> EXERCISE REQUIREMENTS:
From the first entry to the last, copy everything exactly except the pictures.

******

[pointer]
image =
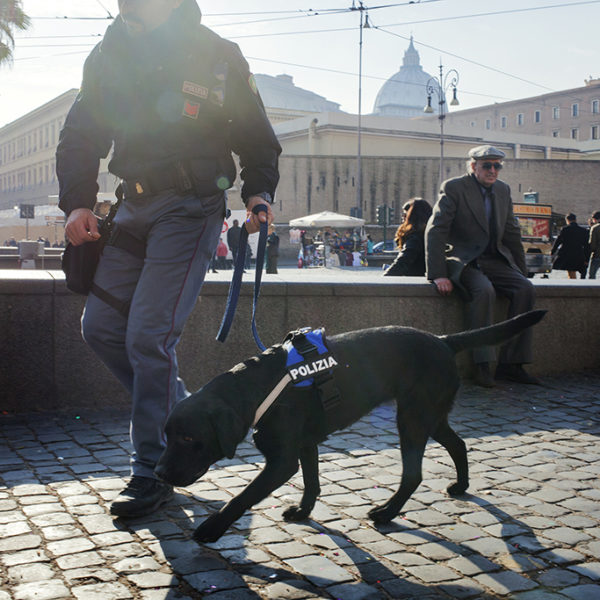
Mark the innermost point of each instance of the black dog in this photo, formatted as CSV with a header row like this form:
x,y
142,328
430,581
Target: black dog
x,y
415,368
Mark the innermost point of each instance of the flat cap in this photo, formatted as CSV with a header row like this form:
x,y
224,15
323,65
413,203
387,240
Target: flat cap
x,y
486,151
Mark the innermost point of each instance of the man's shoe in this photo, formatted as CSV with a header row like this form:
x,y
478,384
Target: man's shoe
x,y
141,496
515,373
482,375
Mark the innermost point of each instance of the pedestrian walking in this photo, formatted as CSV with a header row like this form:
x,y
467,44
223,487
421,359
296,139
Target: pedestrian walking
x,y
571,248
173,100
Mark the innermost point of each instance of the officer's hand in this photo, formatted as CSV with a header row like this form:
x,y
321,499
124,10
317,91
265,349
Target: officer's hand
x,y
253,221
444,285
82,226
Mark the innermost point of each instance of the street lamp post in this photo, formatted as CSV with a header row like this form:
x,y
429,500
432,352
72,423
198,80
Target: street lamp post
x,y
440,86
364,24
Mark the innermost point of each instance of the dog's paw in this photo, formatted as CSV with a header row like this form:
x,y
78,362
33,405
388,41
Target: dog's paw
x,y
381,515
296,513
457,489
209,530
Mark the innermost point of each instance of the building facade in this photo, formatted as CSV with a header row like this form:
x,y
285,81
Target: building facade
x,y
568,114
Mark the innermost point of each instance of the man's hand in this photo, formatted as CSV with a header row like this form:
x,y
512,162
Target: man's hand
x,y
444,285
82,226
253,221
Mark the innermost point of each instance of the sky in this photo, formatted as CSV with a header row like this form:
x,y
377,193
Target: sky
x,y
502,51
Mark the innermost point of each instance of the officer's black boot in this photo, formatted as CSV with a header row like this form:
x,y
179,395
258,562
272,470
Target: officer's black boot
x,y
141,496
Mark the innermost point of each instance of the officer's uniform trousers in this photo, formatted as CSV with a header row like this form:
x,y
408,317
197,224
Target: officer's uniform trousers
x,y
496,275
181,233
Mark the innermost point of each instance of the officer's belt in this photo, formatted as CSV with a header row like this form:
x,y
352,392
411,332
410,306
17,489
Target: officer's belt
x,y
176,176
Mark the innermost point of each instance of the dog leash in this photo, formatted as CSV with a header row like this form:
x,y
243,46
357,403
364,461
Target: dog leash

******

> SOLUTION BELOW:
[pointer]
image =
Mark the innermost point of each instance of the black dog in this photo, formatted as CSV with a header row like this form:
x,y
142,328
430,581
Target: black dog
x,y
415,368
Mark the innermost point of each instance of the flat cap in this photo, formatted as CSV with a header row like this form:
x,y
224,15
323,65
413,203
387,240
Target: flat cap
x,y
486,151
Mark the innermost point of each instance of the man's shoe in this photo, formatted as CSV with a header row like this form:
x,y
478,384
Target: man's shoe
x,y
141,496
515,373
482,375
Mark the innermost point of each instance of the pedestrian walking in this photo, formatted as CSV with a header row like this form:
x,y
467,44
223,487
421,359
296,139
Target: pedestrian walking
x,y
571,248
173,100
Mark the innermost point of each instance of the officer's hand in this photo, formatted as CSV with a header row like this form:
x,y
321,499
124,10
317,91
265,349
Target: officer's hand
x,y
253,221
444,285
82,226
Mark the innermost point of each instance of the street lamp post in this photo, formatted as CSV with a header row like this form:
x,y
429,500
432,352
72,423
198,80
Target: street lamp post
x,y
440,86
364,24
Mark the innermost point of each instance of the dog's paw in this photo, formatted as CSV with a header row like this form:
x,y
78,362
33,405
388,41
Target: dog's paw
x,y
381,515
296,513
457,489
209,530
Mark the innermost point of each instance of the building facade in this photo, formatted as CSV with a header row like this form:
x,y
285,81
Target: building facade
x,y
568,114
Mark the innermost point of each instance of the man's hand in this photo, formatted as CSV with a header row like this form:
x,y
512,162
Target: man's hand
x,y
444,285
82,226
253,221
Mark the innermost point of each instance of the sky in this photo, formatted as CSV with a header row like this form:
x,y
377,193
Target: sky
x,y
502,51
Mark the innermost point of each instance of the officer's black boot in this photo, formatted as CSV with a header row like this form:
x,y
179,395
258,562
272,470
Target: officer's black boot
x,y
141,496
Mark the innermost point of each instance of the officer's uniform trousers in this photo, formatted as CSV with a header row like this form:
x,y
408,317
197,224
Target: officer's uniform trousers
x,y
496,275
181,233
Mark the innermost point of each instance of the officer's belt in this photo, formatted as CSV with a header row like this form:
x,y
352,392
411,332
410,306
17,489
Target: officer's belt
x,y
176,176
Mark the innermost point of each instance of the dog leash in this photo, formatted as CSV with a header row like this form:
x,y
243,46
357,403
364,461
Target: dog leash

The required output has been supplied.